EXERCISE PROMPT:
Please answer these questions from the weed killer thread below:
(a) According to the post from downunder, what is the main benefit of Image?
(b) When does that post recommend applying pre-emergent?
(c) Which plants does the post from Marvin Gardens name as ones weed killer can kill?

== DOCUMENT SECTION ==

Just ask at the local store. They can tell you which one works for your area.

Most weed killers use the same active ingredients since they are controlled by the feds.

It's important to understand how to use it so read the directions carefully.

Get a small sprayer, mix your poison, pump it up and spray your weeds.

Some will die in a few days and others will take a week. Repeat in a week and keep on it till they are all dead.


----------



## martyshel (Jul 19, 2007)

Image is a good weed killer.. I think Lowe's carries it.


----------



## downunder (Jun 13, 2008)

> Image is a good weed killer.. I think Lowe's carries it.


Costs about four times as much as others. Its main benefit is on nutsedge in lawns. If you don't have much of that, any common broadleaf weed killer will work fine for much cheaper. Be persistant as already mentioned.
A good dose of pre-emergent NOW and again first two weeks of February will prevent most of this next year.


----------



## Marvin Gardens (Sep 30, 2008)

The key to applying weed killer is to keep the spray to the weed. Weed killer can kill tomato plants and many other "good" plants so be careful where the spray goes.


----------



## jstcruzin (Jul 9, 2008)

Thanks for all the good info guys, i realy appreicate it...i'm going to get right on this in the next couple days. I have a couple lime trees, any distance I should keep from them 5ft...10ft? then just pull all the weeds in that area and maintain it that way?


----------



## Marvin Gardens (Sep 30, 2008)

===
== GIVEN ENTRIES ==

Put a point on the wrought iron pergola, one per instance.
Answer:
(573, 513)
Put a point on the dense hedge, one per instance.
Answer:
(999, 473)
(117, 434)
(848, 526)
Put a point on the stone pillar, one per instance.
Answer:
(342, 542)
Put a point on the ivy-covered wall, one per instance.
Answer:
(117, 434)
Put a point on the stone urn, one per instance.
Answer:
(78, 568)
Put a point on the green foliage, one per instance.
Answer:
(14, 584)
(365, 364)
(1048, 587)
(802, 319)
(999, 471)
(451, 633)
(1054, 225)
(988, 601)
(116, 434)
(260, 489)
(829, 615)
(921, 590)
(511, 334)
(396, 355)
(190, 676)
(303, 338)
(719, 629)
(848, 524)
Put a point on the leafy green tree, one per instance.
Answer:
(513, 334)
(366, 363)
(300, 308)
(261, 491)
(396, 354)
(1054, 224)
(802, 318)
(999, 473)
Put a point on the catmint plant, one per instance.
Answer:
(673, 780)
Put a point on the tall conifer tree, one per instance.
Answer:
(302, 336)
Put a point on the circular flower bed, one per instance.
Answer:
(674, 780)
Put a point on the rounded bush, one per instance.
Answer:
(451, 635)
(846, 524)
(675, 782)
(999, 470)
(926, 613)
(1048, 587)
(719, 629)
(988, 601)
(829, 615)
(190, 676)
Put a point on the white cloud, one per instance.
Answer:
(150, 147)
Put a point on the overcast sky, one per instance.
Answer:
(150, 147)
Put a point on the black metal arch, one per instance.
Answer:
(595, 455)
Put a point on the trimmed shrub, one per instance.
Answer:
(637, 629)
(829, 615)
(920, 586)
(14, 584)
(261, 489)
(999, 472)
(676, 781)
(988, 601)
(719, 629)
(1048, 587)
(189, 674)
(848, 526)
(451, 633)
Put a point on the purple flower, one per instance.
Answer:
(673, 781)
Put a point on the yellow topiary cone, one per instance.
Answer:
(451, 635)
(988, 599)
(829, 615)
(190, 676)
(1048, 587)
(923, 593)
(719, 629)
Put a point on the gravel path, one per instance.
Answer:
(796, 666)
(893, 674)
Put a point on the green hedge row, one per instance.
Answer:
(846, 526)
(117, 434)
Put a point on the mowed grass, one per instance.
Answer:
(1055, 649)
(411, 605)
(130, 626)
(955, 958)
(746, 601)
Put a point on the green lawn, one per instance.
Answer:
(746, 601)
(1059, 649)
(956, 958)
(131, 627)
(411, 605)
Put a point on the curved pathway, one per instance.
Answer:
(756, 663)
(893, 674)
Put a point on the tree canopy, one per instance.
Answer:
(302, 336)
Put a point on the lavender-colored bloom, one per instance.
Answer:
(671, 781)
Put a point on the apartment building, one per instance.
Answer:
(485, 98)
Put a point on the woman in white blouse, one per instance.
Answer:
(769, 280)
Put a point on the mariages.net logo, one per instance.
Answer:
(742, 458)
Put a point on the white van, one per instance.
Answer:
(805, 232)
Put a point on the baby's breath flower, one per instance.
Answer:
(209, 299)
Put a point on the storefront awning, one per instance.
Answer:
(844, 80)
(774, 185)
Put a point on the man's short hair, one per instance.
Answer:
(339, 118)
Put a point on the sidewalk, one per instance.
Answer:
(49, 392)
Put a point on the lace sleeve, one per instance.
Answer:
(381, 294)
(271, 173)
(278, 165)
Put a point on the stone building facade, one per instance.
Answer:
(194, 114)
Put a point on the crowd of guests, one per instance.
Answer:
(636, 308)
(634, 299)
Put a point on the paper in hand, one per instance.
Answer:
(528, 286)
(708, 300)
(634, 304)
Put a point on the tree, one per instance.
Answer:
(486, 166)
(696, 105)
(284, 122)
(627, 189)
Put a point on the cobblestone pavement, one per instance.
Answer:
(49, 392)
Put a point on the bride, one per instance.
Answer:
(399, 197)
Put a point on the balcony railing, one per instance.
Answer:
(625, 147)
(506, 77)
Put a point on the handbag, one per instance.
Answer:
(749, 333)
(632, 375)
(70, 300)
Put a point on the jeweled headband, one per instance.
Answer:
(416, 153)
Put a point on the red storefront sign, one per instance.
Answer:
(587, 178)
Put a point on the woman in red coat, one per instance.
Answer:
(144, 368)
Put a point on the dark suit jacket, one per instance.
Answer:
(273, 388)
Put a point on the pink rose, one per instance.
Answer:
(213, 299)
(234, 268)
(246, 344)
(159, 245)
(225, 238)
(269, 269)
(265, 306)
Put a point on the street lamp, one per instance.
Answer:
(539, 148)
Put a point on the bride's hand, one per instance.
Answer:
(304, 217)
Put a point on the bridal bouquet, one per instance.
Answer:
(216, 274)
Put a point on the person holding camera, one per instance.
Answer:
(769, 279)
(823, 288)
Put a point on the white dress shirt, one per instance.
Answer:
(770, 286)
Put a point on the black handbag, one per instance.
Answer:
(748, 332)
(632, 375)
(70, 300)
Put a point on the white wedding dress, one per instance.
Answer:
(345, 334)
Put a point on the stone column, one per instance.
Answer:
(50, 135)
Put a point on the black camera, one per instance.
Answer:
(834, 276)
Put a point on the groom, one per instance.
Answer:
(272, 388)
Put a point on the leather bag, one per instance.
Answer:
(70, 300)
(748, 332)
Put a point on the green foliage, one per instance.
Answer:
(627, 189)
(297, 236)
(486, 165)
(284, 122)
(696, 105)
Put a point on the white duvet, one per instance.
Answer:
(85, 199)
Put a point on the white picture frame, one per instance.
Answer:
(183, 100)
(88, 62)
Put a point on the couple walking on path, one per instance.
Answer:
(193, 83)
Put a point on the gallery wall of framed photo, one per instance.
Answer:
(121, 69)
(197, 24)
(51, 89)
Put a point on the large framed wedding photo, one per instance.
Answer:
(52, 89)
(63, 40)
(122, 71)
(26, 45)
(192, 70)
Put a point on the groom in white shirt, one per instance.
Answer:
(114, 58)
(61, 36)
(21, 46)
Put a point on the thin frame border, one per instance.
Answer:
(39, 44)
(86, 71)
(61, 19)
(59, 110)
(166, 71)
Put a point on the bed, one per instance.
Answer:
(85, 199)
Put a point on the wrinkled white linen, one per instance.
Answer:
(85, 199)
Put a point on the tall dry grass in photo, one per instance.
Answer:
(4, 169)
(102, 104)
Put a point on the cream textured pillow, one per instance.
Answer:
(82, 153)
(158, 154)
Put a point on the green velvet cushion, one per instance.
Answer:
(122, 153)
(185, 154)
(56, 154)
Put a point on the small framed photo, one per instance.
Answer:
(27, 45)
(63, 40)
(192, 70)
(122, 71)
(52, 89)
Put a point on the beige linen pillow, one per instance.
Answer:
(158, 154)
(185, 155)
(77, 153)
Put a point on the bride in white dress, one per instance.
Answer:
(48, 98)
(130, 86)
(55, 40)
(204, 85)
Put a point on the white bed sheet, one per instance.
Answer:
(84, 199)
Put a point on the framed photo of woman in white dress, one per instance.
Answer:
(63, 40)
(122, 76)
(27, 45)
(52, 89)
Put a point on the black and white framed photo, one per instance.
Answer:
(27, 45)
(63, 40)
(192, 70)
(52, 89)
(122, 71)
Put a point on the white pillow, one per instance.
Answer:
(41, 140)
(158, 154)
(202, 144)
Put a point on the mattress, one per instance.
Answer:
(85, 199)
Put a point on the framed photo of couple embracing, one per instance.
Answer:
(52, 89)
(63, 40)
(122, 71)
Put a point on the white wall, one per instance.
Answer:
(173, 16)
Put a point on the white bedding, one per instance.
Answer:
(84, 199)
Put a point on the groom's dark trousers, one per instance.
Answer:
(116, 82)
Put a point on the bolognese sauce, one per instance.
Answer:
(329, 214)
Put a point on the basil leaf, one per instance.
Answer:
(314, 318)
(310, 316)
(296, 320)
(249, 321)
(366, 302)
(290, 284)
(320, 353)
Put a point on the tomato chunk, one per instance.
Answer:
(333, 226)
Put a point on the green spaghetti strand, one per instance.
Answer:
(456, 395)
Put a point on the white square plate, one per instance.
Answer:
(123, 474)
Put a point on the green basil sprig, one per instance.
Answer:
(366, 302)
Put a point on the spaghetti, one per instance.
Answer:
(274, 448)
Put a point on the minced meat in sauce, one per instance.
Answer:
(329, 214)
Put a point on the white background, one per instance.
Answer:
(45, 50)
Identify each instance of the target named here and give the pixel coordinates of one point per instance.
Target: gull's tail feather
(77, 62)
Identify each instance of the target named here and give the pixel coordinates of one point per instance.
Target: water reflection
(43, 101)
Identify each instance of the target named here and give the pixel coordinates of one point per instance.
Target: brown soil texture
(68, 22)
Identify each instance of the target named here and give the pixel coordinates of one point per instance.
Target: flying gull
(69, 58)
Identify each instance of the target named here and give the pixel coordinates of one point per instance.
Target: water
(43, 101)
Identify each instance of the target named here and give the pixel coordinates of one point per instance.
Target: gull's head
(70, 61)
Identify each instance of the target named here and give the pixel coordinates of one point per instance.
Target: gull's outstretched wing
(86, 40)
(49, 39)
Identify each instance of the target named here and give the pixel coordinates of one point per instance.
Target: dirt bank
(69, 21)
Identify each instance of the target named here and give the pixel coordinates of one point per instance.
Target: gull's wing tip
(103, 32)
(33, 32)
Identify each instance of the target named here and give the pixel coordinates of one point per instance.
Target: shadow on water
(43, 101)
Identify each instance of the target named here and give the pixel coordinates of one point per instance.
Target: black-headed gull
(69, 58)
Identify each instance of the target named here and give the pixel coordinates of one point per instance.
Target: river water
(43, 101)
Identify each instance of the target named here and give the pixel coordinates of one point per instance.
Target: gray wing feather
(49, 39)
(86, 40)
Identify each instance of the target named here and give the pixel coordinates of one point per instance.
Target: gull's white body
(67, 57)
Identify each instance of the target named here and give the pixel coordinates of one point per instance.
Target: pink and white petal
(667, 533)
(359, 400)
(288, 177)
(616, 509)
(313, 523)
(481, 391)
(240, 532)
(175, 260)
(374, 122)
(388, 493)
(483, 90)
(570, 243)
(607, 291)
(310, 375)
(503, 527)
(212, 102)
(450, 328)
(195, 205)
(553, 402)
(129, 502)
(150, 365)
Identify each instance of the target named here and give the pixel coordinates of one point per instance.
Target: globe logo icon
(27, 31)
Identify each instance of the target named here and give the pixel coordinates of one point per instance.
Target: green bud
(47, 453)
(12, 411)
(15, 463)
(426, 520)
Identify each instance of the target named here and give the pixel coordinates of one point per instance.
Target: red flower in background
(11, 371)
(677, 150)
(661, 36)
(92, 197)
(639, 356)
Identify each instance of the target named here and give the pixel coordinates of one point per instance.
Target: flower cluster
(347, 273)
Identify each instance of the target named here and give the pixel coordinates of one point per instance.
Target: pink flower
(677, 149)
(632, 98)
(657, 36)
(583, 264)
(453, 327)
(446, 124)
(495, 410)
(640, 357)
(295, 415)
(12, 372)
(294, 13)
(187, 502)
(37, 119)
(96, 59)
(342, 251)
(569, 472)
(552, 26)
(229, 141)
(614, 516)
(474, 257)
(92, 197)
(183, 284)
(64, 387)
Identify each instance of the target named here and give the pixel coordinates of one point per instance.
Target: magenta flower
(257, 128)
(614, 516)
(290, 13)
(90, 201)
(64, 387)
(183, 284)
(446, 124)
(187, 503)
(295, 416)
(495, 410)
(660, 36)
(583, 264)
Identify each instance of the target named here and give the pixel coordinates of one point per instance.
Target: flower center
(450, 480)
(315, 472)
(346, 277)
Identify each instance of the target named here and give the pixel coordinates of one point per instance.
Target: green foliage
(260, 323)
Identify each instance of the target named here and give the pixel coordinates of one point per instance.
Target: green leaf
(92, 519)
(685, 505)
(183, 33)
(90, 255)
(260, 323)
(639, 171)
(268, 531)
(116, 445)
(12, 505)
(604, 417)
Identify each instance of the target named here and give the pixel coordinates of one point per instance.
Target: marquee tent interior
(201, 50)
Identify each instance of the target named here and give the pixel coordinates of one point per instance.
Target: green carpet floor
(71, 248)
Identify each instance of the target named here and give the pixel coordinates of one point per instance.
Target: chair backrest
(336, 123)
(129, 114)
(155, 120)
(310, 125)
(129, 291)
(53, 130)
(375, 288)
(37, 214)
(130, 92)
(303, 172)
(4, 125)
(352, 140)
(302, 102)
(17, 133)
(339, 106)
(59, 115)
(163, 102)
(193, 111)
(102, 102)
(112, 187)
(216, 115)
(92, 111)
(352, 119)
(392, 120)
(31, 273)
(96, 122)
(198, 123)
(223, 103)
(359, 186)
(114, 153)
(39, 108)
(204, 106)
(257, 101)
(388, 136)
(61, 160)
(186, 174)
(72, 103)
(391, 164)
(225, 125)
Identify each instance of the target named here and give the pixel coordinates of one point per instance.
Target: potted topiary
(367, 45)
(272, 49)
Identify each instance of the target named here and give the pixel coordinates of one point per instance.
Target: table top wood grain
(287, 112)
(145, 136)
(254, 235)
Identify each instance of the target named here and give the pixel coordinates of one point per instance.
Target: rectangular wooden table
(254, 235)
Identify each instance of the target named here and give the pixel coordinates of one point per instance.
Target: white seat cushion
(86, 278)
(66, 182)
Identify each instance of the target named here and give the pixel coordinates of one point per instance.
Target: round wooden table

===

EXERCISE RESULT:
(a) Its main benefit is on nutsedge in lawns.
(b) Now, and again during the first two weeks of February.
(c) Tomato plants and many other "good" plants.